• **Dataset records**
::::::
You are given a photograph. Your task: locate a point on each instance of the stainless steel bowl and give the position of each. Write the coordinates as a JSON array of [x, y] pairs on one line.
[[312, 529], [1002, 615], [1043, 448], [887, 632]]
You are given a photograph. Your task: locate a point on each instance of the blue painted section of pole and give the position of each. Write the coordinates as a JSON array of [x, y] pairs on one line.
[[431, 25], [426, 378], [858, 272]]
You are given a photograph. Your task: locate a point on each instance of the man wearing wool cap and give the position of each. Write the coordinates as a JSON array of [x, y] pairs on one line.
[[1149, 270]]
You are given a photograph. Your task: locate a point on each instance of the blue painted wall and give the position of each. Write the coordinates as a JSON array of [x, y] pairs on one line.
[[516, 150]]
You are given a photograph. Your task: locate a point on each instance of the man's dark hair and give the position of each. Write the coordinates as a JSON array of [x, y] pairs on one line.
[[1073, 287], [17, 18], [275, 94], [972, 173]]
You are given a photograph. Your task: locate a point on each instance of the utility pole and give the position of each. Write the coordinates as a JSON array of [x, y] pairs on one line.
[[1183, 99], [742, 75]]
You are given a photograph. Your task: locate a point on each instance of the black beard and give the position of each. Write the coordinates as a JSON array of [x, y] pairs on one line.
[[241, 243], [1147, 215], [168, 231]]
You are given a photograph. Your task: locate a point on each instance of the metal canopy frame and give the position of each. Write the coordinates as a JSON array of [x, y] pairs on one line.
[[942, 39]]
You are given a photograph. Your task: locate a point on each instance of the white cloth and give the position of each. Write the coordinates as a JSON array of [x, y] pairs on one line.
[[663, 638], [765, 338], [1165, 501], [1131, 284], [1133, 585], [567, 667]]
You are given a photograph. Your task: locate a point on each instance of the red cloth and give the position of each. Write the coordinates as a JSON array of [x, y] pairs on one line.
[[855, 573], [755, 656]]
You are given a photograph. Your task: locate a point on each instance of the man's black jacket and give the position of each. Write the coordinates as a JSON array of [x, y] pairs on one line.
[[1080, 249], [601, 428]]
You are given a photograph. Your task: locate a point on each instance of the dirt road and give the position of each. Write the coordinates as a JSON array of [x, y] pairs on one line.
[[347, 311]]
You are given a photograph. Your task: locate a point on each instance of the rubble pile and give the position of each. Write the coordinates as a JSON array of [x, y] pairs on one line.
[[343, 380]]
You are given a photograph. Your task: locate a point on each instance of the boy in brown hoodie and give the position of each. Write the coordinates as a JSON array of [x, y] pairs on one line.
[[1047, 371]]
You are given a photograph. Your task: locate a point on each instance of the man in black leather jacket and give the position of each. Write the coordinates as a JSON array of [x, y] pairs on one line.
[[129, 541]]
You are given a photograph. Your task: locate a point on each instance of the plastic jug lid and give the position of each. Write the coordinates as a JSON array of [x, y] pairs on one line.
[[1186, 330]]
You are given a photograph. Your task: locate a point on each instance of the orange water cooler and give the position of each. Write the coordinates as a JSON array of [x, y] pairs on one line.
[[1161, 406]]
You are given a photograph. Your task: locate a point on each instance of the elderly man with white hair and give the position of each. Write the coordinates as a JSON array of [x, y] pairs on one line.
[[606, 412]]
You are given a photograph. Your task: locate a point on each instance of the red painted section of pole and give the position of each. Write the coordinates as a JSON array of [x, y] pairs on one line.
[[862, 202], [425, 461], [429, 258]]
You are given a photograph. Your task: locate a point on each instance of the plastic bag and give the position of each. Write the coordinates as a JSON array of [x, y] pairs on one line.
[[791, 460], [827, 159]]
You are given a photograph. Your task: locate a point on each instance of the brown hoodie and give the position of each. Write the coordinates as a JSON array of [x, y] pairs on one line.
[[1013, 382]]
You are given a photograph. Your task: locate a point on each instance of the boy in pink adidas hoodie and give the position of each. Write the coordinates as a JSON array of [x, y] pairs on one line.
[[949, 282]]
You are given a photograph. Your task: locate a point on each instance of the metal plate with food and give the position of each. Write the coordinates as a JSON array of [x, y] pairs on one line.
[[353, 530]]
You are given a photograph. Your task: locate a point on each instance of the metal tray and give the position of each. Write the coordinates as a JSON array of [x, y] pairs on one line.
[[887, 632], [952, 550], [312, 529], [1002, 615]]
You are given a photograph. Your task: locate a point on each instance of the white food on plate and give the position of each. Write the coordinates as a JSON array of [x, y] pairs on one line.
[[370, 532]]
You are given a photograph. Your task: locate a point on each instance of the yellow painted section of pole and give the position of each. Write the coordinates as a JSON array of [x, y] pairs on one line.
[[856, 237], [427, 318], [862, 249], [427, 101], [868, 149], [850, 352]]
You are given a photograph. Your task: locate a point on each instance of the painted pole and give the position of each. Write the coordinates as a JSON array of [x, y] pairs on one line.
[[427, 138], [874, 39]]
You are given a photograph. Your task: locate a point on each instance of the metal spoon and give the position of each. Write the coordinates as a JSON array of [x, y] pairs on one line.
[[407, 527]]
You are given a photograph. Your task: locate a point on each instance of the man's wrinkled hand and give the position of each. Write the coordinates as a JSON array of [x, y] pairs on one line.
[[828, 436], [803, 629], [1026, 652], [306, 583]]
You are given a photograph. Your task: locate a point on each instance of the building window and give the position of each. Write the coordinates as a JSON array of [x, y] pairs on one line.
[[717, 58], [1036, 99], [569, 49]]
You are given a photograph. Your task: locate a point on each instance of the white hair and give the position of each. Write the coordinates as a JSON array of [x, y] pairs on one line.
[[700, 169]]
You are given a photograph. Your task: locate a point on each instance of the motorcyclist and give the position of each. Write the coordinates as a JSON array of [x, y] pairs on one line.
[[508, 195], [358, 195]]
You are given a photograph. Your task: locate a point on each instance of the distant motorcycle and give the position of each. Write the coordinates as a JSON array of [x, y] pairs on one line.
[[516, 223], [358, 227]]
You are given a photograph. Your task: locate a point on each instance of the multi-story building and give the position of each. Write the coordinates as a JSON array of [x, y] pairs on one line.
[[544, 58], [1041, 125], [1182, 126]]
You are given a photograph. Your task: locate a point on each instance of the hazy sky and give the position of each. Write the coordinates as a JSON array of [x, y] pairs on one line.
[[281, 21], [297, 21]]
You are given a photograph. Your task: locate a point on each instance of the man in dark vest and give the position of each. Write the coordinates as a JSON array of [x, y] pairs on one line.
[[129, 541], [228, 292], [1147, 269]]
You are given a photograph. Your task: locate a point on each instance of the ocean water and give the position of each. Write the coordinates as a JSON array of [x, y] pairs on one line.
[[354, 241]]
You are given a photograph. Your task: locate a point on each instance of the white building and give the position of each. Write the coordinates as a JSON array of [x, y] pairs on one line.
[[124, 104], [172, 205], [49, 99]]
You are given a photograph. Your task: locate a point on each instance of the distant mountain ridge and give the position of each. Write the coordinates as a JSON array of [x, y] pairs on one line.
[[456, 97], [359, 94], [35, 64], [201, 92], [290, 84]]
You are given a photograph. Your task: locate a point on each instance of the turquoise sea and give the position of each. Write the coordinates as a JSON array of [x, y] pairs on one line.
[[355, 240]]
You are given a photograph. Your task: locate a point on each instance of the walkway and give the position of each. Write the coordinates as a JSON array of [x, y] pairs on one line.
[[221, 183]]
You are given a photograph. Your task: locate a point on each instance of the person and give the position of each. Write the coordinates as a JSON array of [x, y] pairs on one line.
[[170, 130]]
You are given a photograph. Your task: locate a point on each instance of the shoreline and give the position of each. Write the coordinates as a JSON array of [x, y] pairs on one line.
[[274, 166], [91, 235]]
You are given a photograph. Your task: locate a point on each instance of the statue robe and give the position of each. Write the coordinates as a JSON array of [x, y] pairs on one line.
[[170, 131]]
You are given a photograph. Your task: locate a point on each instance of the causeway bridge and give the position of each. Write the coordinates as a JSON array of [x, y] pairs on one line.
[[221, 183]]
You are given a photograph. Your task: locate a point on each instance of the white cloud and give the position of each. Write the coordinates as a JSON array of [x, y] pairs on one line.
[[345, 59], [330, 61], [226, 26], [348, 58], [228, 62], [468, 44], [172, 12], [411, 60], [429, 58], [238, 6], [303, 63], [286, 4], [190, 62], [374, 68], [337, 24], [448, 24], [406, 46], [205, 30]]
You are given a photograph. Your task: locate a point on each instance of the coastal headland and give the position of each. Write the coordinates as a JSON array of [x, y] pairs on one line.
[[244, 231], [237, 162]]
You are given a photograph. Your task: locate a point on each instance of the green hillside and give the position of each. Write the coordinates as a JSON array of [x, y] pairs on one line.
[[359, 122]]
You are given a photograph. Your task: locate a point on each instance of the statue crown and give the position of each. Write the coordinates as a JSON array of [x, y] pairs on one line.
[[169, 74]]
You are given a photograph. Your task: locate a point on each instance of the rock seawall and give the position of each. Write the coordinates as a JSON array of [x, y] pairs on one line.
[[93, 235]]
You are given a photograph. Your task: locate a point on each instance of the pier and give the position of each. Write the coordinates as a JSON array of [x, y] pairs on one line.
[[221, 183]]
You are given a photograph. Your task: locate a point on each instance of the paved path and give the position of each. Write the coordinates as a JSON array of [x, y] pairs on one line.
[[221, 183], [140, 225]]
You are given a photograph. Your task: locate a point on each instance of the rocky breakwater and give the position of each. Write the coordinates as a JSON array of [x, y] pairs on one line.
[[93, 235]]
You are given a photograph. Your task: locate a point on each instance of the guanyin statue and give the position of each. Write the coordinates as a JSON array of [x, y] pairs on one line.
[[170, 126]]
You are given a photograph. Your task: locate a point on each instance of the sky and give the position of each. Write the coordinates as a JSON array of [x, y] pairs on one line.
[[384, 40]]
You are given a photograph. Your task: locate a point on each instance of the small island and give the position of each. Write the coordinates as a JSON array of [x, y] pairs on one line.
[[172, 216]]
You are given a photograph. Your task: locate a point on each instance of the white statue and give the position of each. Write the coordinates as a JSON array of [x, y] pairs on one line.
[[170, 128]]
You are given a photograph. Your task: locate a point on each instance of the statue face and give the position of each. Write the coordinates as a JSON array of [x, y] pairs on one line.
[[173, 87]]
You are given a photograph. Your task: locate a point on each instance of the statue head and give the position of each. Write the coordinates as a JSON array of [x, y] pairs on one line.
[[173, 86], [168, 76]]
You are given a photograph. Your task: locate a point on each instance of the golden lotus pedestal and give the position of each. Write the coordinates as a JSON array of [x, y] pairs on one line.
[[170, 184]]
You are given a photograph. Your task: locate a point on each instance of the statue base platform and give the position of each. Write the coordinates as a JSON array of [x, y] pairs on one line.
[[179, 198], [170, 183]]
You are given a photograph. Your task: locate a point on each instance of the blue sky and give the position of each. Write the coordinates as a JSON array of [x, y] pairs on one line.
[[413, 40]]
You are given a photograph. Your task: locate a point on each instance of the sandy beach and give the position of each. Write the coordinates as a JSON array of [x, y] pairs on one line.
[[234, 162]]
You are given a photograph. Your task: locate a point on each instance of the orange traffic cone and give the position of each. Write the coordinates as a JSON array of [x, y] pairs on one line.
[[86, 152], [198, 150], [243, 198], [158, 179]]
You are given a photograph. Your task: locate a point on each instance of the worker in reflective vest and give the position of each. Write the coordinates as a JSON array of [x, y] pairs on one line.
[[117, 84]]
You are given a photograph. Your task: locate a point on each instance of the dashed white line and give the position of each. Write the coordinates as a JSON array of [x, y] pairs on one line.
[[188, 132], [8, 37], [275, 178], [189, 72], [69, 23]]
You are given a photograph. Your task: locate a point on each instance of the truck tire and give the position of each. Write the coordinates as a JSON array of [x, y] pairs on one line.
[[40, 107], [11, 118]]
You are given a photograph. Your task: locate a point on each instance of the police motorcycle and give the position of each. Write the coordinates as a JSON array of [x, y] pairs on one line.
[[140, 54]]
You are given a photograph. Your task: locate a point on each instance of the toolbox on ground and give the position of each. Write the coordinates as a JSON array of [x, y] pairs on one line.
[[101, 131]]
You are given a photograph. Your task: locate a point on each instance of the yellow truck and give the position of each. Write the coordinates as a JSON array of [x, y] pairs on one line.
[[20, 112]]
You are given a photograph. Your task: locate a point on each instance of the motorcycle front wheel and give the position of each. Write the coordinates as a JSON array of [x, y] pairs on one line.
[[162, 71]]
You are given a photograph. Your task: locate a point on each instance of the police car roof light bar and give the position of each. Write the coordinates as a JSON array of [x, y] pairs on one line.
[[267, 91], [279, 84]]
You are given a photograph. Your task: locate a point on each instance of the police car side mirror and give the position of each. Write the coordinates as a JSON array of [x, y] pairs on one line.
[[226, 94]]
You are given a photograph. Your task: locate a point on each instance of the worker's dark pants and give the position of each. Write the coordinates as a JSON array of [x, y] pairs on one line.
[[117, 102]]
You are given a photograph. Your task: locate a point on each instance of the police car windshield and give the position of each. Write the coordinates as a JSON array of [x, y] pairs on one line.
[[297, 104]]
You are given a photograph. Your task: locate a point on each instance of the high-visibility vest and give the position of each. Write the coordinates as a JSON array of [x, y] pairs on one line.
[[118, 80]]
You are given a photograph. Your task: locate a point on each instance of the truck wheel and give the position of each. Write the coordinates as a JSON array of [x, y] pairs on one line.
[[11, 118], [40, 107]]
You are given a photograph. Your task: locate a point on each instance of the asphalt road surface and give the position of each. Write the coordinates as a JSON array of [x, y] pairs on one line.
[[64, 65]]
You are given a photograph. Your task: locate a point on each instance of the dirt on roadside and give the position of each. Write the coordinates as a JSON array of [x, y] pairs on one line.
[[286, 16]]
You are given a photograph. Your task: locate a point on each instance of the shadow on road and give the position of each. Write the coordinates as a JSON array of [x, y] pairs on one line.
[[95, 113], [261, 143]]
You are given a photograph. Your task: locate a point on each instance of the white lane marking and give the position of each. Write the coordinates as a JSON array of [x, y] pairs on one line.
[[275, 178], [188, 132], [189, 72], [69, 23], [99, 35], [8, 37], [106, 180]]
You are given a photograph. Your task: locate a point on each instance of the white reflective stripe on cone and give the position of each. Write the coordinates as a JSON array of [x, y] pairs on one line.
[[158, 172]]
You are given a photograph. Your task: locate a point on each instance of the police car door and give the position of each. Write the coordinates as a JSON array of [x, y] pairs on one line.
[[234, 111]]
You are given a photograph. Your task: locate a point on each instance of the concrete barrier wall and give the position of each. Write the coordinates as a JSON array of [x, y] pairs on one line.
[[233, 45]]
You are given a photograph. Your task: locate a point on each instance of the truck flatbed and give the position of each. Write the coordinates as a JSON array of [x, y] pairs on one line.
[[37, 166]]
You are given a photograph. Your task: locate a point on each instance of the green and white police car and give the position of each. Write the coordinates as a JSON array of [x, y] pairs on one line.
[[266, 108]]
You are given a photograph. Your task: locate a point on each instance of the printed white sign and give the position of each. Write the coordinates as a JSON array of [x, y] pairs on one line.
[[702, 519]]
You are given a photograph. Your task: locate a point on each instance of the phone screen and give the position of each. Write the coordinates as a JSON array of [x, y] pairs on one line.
::::::
• **What is expected**
Beginning with the line that has "of the printed", set down each line through the last one above, exactly, and nothing else.

• **Response to the exercise**
You are given a photograph. Your task: locate a point on each instance of the printed white sign and give the position of each. Write the coordinates as a JSON array of [x, y] pairs on one line.
[[702, 519]]
You are given a photograph. Your task: locate a point on each instance of the phone screen and give the position of each. Write the coordinates as a JSON array of [x, y] pairs on one line.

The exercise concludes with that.